§ **Task**: Reproduce, exactly and in full, the records that follow, minus any pictures.

§ **Records to process**:
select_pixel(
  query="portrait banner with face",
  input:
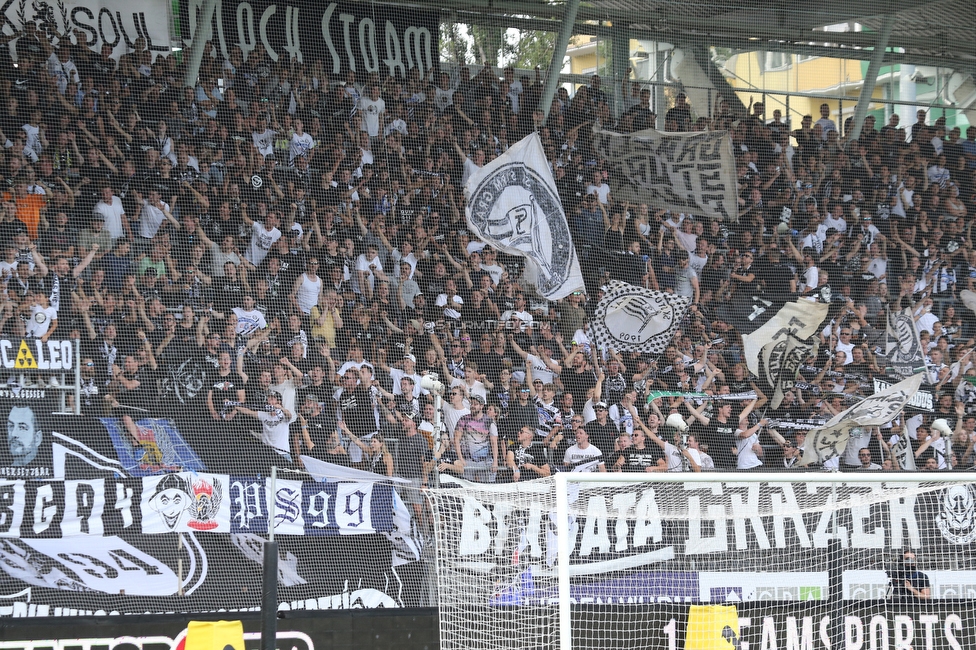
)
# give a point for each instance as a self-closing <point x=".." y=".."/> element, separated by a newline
<point x="692" y="173"/>
<point x="27" y="452"/>
<point x="635" y="319"/>
<point x="903" y="347"/>
<point x="513" y="206"/>
<point x="775" y="351"/>
<point x="874" y="411"/>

§ **Response**:
select_pixel(
  query="portrait banner with face",
  input:
)
# give a point for each instance as a self-closing <point x=".." y=".."/> element, separated by a newline
<point x="692" y="173"/>
<point x="27" y="452"/>
<point x="635" y="319"/>
<point x="903" y="347"/>
<point x="513" y="206"/>
<point x="775" y="351"/>
<point x="874" y="411"/>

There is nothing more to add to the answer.